* **Direction**: Find the line that contains "Track-and-sign request: indicate each instance of the hazy"; then retype it and each line after it, exactly, through the final line of the data below.

* **Provided data**:
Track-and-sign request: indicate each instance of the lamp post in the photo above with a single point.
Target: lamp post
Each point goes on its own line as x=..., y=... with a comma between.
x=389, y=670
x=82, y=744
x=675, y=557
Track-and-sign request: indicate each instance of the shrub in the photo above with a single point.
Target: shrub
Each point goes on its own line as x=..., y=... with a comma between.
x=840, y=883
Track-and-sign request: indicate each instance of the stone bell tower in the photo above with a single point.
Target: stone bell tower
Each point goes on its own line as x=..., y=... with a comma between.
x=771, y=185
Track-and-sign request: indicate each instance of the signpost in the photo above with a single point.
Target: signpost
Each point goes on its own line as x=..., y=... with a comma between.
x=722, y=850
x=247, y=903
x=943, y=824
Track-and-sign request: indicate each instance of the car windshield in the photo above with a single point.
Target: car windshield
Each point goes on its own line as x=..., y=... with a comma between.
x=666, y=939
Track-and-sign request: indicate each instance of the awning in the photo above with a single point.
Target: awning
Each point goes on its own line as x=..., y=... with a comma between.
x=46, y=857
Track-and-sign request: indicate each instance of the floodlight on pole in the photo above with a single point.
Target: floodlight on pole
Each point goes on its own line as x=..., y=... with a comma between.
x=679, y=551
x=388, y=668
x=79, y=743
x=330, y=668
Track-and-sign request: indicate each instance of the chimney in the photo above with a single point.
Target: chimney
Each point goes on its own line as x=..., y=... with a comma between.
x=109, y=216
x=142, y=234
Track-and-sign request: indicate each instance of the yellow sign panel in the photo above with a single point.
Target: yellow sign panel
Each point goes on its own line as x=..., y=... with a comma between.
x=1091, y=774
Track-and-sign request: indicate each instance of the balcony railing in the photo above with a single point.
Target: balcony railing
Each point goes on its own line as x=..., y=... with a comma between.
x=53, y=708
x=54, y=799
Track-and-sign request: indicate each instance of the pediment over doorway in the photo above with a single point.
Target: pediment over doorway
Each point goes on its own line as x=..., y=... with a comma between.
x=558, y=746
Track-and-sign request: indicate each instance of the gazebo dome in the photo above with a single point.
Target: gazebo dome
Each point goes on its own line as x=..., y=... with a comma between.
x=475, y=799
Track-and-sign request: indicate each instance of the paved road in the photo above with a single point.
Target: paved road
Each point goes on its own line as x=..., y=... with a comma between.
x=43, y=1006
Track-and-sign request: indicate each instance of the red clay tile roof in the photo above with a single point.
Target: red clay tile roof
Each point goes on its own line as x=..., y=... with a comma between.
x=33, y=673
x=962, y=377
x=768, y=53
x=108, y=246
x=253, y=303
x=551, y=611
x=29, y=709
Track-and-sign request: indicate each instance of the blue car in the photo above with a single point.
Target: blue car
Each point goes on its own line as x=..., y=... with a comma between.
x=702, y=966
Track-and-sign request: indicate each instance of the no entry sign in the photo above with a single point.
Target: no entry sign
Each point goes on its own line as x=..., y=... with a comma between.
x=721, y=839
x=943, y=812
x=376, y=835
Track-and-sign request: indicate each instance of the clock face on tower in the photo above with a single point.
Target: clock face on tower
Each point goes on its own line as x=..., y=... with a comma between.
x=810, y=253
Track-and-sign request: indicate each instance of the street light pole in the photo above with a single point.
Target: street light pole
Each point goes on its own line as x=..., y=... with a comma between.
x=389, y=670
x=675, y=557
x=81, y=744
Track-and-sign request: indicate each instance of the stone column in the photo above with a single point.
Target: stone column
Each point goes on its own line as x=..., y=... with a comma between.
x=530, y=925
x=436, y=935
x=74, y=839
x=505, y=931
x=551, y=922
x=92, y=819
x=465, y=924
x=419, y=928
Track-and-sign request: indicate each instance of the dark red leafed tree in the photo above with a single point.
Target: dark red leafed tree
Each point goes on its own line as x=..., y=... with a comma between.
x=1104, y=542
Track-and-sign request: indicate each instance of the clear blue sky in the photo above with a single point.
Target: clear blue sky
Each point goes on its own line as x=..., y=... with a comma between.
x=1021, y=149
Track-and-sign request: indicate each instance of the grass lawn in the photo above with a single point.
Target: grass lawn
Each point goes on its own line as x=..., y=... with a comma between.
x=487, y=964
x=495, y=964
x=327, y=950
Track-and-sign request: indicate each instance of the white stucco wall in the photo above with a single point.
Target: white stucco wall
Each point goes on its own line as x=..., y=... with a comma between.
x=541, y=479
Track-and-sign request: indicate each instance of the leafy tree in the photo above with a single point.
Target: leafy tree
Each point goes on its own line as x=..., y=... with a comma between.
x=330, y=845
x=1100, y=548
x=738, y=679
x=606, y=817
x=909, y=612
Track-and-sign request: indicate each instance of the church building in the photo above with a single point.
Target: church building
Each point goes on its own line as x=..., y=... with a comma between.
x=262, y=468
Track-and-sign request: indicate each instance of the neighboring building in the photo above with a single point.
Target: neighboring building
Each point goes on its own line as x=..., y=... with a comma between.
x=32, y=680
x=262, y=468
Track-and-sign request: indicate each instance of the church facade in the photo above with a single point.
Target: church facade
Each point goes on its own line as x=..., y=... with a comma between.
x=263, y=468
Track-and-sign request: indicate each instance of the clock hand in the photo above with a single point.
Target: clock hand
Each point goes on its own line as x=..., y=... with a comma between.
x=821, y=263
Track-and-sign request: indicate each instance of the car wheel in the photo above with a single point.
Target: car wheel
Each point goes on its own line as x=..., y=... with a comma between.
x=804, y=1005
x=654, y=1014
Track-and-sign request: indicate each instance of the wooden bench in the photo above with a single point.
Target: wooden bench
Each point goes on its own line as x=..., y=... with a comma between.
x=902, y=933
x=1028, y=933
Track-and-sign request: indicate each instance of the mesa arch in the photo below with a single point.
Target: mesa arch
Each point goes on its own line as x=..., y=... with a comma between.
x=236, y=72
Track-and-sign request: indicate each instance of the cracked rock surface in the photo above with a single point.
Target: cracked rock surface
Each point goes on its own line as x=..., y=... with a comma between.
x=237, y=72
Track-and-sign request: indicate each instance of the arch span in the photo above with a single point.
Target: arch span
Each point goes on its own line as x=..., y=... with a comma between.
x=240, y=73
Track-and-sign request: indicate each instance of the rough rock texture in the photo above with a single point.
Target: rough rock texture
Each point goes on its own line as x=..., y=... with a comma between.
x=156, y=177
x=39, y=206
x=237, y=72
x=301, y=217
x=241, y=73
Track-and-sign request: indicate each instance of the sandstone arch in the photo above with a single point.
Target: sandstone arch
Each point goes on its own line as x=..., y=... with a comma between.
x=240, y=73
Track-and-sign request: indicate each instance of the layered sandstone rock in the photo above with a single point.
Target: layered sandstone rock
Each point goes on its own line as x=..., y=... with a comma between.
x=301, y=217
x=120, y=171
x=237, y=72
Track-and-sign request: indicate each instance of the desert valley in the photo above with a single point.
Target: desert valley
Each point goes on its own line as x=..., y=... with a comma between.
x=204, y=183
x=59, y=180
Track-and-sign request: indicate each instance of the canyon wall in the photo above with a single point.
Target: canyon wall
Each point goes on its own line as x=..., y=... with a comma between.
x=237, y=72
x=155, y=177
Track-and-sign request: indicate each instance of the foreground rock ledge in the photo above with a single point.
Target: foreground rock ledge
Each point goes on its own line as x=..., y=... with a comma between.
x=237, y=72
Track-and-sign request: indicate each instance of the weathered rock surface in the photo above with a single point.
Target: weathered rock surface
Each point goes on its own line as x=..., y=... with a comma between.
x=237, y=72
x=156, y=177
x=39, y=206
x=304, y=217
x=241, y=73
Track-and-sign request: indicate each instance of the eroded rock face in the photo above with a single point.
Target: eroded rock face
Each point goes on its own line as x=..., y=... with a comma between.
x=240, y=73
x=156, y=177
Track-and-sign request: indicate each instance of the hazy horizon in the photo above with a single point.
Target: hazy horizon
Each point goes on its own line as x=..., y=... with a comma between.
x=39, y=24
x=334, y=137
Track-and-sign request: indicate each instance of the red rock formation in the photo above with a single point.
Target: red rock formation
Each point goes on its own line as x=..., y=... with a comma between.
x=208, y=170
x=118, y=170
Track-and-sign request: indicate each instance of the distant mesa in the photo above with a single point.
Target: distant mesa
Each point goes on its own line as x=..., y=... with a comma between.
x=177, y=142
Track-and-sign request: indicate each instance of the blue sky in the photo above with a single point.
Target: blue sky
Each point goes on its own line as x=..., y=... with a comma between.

* **Worked answer**:
Track-and-sign request: indicate each instance of the hazy horizon in the photo above with a single point.
Target: hazy horizon
Each point goes on its own line as x=..., y=... with a comma between.
x=39, y=24
x=334, y=137
Track-and-sign request: indicate each instance of the red rock formation in the photo above with a single point.
Target: red rock formation
Each point goes on its own line as x=..., y=... with a comma between.
x=208, y=170
x=118, y=170
Track-and-sign request: indicate each instance of the distant mesa in the photo above with a single point.
Target: distant mesa
Each point goes on its own line as x=..., y=... with a comma between.
x=177, y=142
Track-and-sign request: indicate each instance of the blue sky in the photo above with a single point.
Target: blue sky
Each point goes on its own line as x=..., y=... with a comma between.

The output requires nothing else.